[Object pointing dataset rows]
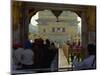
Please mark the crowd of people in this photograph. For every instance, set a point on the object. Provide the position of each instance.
(39, 54)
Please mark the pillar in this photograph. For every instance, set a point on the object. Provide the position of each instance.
(84, 33)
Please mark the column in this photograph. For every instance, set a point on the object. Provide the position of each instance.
(84, 33)
(24, 27)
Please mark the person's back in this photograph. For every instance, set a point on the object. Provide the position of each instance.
(27, 57)
(89, 62)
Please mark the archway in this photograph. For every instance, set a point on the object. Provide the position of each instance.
(28, 9)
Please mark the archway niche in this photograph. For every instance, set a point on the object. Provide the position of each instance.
(81, 11)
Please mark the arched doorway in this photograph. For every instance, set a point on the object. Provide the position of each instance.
(28, 9)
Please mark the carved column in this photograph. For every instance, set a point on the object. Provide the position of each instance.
(84, 33)
(24, 27)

Given task »
Copy out all of the records above, replacing "photograph" with "image" wherever it appears and keeping everything else the same. Omit the pictures.

Worked answer »
Please mark the crowd of people in this image. For every instance, set a point on the object. Provide the position of each instance.
(39, 54)
Please mark the pillar in this image. For every instance, set a point on the object. Provide the position of each instance.
(84, 33)
Please mark the column in this image. For every instance, set a point on the object. Provide the position of each instance.
(84, 33)
(24, 27)
Please mark the person's back in this image. For every instance, set a point on the object. Provide the position of each instance.
(27, 57)
(89, 62)
Please mark the archway in this image. For every instance, set a point on the object. Provide the position of each instance.
(28, 9)
Please mark the archway niche in this image. For every instance, set a point on the object. Provide the position of each instance.
(81, 11)
Please mark the arched doorway in this image. For every instance, set a point on the object. Provide the position of each instance.
(28, 9)
Please mark the carved column in this image. For every instance, set a point on the object. Provide the position of each instance.
(84, 33)
(24, 27)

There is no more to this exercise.